»»

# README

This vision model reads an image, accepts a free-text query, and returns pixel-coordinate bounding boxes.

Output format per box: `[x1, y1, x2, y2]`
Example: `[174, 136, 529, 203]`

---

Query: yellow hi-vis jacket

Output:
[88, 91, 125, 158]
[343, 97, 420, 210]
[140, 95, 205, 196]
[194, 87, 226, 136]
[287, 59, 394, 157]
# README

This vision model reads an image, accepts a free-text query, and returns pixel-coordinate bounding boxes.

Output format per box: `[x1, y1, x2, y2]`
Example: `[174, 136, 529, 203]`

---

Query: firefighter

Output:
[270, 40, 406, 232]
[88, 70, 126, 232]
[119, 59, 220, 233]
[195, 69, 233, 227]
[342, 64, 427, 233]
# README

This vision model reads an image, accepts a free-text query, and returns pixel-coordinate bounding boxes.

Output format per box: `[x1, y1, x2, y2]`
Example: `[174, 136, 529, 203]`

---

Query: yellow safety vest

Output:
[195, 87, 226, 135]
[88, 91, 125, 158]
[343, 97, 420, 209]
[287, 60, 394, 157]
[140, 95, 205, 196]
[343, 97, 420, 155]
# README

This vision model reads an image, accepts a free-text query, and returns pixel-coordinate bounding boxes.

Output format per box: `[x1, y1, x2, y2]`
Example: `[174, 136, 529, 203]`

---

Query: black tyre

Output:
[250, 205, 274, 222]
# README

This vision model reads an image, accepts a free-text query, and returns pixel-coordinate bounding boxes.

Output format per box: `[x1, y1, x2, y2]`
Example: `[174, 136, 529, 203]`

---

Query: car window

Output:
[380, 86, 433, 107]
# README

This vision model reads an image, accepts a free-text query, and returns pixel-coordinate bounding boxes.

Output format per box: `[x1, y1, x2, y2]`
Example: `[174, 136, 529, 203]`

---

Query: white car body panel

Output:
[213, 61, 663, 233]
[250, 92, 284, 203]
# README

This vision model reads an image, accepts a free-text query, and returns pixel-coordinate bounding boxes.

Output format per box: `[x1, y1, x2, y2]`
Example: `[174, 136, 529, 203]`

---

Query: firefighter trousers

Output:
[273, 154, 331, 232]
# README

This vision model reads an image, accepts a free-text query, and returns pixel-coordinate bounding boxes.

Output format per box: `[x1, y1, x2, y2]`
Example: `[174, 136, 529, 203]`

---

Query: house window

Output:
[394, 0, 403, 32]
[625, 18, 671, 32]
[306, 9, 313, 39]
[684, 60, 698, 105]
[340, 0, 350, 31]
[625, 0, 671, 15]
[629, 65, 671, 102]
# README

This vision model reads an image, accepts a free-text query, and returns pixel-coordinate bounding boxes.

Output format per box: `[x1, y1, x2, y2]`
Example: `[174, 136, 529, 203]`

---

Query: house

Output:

««

Task requirements:
Which lines above contain "firefighter"? Pick out each of them and copy it whole, treating capital and lowercase letters as different.

Full solution:
Query: firefighter
Query: firefighter trousers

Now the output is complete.